STATED GOAL — Reproduce every row below verbatim, leaving the pictures out of your answer.

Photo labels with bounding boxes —
◇ ◇ ◇ ◇ ◇
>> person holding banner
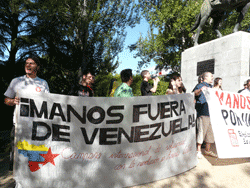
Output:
[240,79,250,95]
[4,57,50,170]
[213,77,222,90]
[166,75,186,95]
[69,71,94,97]
[114,69,133,97]
[194,72,217,159]
[141,70,160,96]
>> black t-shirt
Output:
[141,81,153,96]
[70,85,94,97]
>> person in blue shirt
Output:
[193,72,217,159]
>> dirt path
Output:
[0,145,250,188]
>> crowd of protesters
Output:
[4,57,250,177]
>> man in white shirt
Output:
[4,57,49,173]
[240,79,250,95]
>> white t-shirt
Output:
[4,75,49,123]
[240,88,250,95]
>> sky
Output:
[116,19,155,74]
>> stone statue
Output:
[191,0,250,46]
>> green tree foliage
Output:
[130,0,250,71]
[0,0,38,77]
[95,74,169,97]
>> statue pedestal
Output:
[181,31,250,92]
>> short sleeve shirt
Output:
[114,83,134,97]
[240,88,250,95]
[4,75,49,123]
[193,82,212,118]
[141,81,153,96]
[4,75,49,99]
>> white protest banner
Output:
[204,89,250,158]
[14,93,197,188]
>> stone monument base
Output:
[181,31,250,93]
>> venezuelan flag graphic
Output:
[17,140,59,172]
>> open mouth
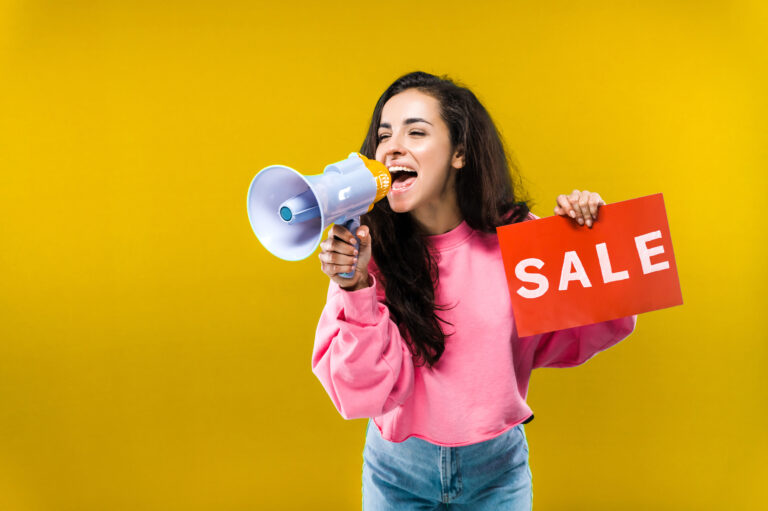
◇ ◇ ◇ ◇ ◇
ANSWER TO THIS TASK —
>> person holding banner
Output:
[240,79,250,95]
[4,57,50,170]
[213,77,222,90]
[166,75,186,95]
[69,71,94,97]
[114,69,133,97]
[194,72,217,159]
[141,70,160,96]
>> black t-shirt
Output:
[141,81,153,96]
[70,85,94,97]
>> person in blue shirt
Output:
[193,72,217,159]
>> dirt path
Output:
[0,145,250,188]
>> crowd of protesters
Output:
[4,57,250,177]
>> man in white shirt
Output:
[4,57,49,173]
[240,79,250,95]
>> white t-shirt
Output:
[4,75,49,123]
[240,88,250,95]
>> sky
Output:
[116,19,155,74]
>> stone statue
Output:
[191,0,250,46]
>> green tree foliage
Output:
[130,0,250,71]
[0,0,38,77]
[95,74,169,97]
>> statue pedestal
Output:
[181,31,250,92]
>> short sleeve shirt
Output:
[114,83,134,97]
[240,88,250,95]
[4,75,49,123]
[193,82,212,118]
[141,81,153,96]
[4,75,49,99]
>> white protest banner
Output:
[204,89,250,158]
[14,93,197,188]
>> stone monument base
Output:
[181,31,250,93]
>> venezuelan flag graphic
Output:
[17,140,59,172]
>> open mouth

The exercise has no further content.